PROBLEM STATEMENT:
Gather every line of the records below that contains the word "black", and copy each of those lines in full. The match is case-sensitive.

Rows of box annotation data:
================

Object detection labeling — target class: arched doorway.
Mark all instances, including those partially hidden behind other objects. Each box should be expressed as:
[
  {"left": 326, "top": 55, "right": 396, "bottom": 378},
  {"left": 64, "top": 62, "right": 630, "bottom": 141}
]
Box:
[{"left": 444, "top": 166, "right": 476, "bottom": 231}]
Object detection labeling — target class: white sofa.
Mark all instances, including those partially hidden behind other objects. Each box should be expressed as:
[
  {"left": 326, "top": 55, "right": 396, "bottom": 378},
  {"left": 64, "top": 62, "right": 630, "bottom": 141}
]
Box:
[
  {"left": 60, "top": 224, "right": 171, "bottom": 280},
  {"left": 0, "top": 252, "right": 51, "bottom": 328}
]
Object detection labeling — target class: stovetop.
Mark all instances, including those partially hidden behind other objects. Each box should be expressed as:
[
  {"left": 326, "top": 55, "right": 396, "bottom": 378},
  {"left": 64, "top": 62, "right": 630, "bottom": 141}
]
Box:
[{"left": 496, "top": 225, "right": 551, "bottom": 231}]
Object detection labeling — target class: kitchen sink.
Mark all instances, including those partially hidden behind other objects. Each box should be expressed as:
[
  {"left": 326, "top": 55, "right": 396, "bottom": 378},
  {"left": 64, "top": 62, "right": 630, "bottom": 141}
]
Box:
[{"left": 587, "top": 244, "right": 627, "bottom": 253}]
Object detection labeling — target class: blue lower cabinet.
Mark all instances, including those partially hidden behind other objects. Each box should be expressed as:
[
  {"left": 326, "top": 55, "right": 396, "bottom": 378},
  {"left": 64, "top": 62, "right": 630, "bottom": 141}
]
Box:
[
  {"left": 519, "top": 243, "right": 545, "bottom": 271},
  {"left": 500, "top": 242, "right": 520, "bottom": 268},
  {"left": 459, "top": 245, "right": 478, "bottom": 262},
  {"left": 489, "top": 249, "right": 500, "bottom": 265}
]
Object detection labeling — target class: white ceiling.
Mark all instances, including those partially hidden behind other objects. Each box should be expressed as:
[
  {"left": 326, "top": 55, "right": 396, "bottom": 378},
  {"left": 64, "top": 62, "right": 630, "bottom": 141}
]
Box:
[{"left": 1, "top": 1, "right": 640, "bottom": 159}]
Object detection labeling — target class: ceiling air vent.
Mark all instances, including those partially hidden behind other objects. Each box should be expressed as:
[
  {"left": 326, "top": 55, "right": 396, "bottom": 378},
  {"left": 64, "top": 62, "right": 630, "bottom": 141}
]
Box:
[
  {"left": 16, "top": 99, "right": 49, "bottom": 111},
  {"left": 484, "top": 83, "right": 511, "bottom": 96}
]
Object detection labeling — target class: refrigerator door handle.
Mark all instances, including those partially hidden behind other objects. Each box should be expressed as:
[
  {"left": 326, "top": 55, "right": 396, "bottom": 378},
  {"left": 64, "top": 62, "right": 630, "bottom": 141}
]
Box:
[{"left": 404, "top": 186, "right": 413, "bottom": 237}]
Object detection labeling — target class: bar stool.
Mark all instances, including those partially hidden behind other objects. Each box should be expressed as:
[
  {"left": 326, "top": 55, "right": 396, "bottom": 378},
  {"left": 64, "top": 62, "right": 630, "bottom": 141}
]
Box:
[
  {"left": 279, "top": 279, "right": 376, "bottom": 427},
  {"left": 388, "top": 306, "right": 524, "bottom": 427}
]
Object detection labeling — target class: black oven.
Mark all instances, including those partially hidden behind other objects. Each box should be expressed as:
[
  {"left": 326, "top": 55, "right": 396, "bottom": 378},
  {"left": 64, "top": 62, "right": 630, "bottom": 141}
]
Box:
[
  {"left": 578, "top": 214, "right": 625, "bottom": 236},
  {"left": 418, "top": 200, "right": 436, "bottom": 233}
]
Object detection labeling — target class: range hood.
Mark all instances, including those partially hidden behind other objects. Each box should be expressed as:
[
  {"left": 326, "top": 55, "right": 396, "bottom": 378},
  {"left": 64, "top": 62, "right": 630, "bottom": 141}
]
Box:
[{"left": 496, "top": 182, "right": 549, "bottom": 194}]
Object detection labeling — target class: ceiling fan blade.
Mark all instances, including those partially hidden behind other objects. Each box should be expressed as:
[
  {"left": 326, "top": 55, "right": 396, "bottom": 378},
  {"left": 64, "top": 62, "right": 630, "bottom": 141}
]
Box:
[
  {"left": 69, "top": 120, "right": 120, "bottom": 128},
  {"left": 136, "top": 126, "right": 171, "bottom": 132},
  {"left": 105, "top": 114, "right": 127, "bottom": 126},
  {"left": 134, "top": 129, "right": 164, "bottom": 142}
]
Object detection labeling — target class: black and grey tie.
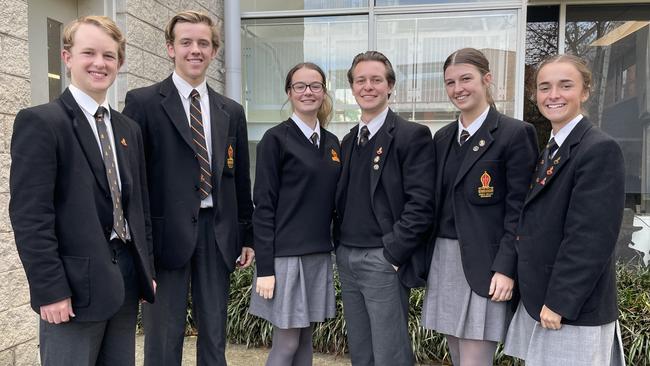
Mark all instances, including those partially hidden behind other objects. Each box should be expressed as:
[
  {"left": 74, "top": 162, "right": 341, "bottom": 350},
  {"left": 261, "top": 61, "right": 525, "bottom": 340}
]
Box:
[
  {"left": 190, "top": 89, "right": 212, "bottom": 199},
  {"left": 458, "top": 130, "right": 469, "bottom": 146},
  {"left": 531, "top": 137, "right": 558, "bottom": 188},
  {"left": 94, "top": 106, "right": 128, "bottom": 242},
  {"left": 309, "top": 132, "right": 318, "bottom": 147},
  {"left": 359, "top": 126, "right": 370, "bottom": 147}
]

================

SOLUTION FOR THIS EXERCISE:
Object detection labeling — target class: black oven.
Object detection labeling — target class: black and grey tie.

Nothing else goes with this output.